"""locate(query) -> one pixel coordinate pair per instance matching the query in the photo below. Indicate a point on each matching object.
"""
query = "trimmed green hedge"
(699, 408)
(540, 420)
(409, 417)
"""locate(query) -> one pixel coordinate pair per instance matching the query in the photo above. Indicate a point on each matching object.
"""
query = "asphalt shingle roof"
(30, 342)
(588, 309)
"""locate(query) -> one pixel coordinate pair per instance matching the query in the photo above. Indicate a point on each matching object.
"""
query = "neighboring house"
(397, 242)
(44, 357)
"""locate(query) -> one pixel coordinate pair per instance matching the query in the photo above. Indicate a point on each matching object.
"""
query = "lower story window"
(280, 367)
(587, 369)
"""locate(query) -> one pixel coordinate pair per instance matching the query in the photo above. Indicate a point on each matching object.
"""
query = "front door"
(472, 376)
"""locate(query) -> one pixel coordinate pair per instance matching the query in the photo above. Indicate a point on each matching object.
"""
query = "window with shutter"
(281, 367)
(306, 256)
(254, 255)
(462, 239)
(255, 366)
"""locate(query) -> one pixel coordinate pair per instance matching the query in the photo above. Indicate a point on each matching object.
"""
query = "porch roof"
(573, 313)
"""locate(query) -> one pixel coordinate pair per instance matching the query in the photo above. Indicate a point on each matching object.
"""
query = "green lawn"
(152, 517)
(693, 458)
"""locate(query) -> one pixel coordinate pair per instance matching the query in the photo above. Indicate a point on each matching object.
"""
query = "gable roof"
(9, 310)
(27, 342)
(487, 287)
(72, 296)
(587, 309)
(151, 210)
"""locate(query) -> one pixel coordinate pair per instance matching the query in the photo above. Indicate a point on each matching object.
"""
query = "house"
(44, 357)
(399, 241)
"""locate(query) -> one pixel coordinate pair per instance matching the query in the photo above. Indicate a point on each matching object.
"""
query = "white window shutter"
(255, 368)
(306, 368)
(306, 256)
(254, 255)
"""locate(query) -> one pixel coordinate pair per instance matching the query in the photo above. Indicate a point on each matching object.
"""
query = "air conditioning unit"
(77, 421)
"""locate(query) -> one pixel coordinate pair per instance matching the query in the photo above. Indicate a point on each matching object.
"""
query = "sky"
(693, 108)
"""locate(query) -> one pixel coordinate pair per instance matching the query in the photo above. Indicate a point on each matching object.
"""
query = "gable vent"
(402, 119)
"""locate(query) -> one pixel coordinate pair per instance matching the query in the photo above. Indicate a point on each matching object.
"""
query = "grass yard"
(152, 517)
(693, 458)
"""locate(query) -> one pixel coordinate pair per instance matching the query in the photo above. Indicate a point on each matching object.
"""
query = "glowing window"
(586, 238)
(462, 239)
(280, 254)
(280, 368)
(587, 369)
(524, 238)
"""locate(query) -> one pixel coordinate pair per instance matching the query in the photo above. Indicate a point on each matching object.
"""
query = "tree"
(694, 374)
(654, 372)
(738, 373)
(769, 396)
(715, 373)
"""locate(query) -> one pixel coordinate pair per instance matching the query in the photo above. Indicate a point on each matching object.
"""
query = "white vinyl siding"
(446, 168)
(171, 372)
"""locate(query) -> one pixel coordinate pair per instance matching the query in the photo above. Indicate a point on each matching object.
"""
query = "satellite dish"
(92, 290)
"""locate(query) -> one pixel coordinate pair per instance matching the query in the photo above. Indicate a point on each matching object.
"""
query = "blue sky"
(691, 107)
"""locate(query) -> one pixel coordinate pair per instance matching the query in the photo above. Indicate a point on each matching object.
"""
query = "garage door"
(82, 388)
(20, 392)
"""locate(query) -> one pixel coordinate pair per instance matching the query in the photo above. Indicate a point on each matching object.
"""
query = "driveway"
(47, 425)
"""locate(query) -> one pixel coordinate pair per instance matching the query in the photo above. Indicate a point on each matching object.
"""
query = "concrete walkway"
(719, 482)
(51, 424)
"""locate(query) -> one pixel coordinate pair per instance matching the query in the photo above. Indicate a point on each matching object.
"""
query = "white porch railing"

******************************

# TASK PROMPT:
Reproduce the records word for word.

# SOLVED PROBLEM:
"""locate(query) -> one pixel coordinate pair per instance matching the query in the photo below. Indicate a point on each matching object.
"""
query = "trimmed green hedge"
(699, 408)
(540, 420)
(409, 417)
"""locate(query) -> one pixel coordinate pair per instance matching the query in the photo above. Indicate a point on each matching object.
"""
query = "asphalt shingle roof"
(30, 342)
(588, 309)
"""locate(query) -> one pixel coordinate pair per instance matching the query in the photo above. Indicate a point on each matching object.
"""
query = "neighboring house"
(397, 242)
(44, 357)
"""locate(query) -> one pixel coordinate pair per instance matching the query in the photo above. Indicate a point on each matching object.
"""
query = "lower story window"
(280, 367)
(587, 369)
"""locate(query) -> one pixel coordinate pair per instance matching the query in the photo above. Indicate a point on each matching object.
"""
query = "front door"
(472, 376)
"""locate(query) -> one pixel coordinate pair per instance matching the query in the photo above. Indicate a point on each matching object.
"""
query = "window with shutter"
(281, 367)
(306, 256)
(254, 255)
(462, 239)
(255, 366)
"""locate(query) -> one pixel coordinate pair per instance matching the query in the photo above. Indicate a point on each matching object.
"""
query = "porch roof"
(573, 313)
"""locate(query) -> one pixel coordinate pair per instance matching the query in the photo above. Indicate a point on each matching object.
"""
query = "green lawn"
(152, 517)
(693, 458)
"""locate(query) -> one pixel coordinate pair per instance matching the query in the photo above. Indicate a point on each matching object.
"""
query = "gable roof"
(9, 310)
(27, 342)
(487, 287)
(72, 296)
(587, 309)
(151, 210)
"""locate(query) -> one pixel coordinate pair per instance matching the query in the photo above. Indicate a point on each matching object.
"""
query = "house"
(44, 357)
(399, 241)
"""locate(query) -> one pixel coordinate pair per instance matching the query in the photo above. Indicate a point on each matching object.
"""
query = "white window shutter"
(255, 368)
(306, 368)
(306, 256)
(254, 255)
"""locate(query) -> one pixel coordinate pair per instance matching the query in the photo above. Indicate a point on each matching object.
"""
query = "air conditioning unit"
(77, 421)
"""locate(query) -> one pixel coordinate pair per instance matching the query in the photo above. Indicate a point on each matching object.
"""
query = "sky"
(693, 108)
"""locate(query) -> one pixel coordinate pair per instance matching the query in the photo above. Indicate a point on each matching object.
"""
query = "gable vent"
(402, 119)
"""locate(query) -> one pixel coordinate pair per instance matching the query in the photo above. Indicate a point on each matching object.
"""
query = "grass yard"
(152, 517)
(693, 458)
"""locate(query) -> one pixel coordinate pair per instance matching the query in the photo above. Indicate a point on each matching object.
"""
query = "glowing window"
(586, 238)
(462, 239)
(280, 254)
(280, 368)
(587, 369)
(524, 238)
"""locate(query) -> one pixel coordinate pair per instance matching the query in the photo above. Indicate a point on each matching object.
"""
query = "tree"
(694, 374)
(654, 372)
(738, 373)
(769, 396)
(715, 373)
"""locate(query) -> one pixel coordinate pair per instance matching the query in the photo above. Indicate a point on each matching object.
"""
query = "white vinyl siding"
(446, 168)
(171, 372)
"""locate(query) -> one pixel coordinate pair per instance matching the query in the photo above. Indicate a point on each matching object.
"""
query = "satellite dish"
(92, 290)
"""locate(query) -> one pixel coordinate pair per instance matching the query in the photo above. Indicate a point on each matching object.
"""
query = "blue sky"
(691, 107)
"""locate(query) -> one pixel coordinate pair per instance matching the query in the photo above. Indicate a point on each matching object.
"""
query = "garage door"
(82, 388)
(20, 392)
"""locate(query) -> one pixel coordinate pair per instance matching the query in the photo above. Indicate a point on each matching object.
"""
query = "driveway"
(47, 425)
"""locate(query) -> one pixel coordinate pair per instance matching the query in the photo above. Indicate a point on each matching object.
"""
query = "concrete walkway"
(719, 482)
(51, 424)
"""locate(query) -> one pixel coordinate pair per instance matching the query in the photo above. Indicate a point on each matching object.
"""
query = "white porch railing"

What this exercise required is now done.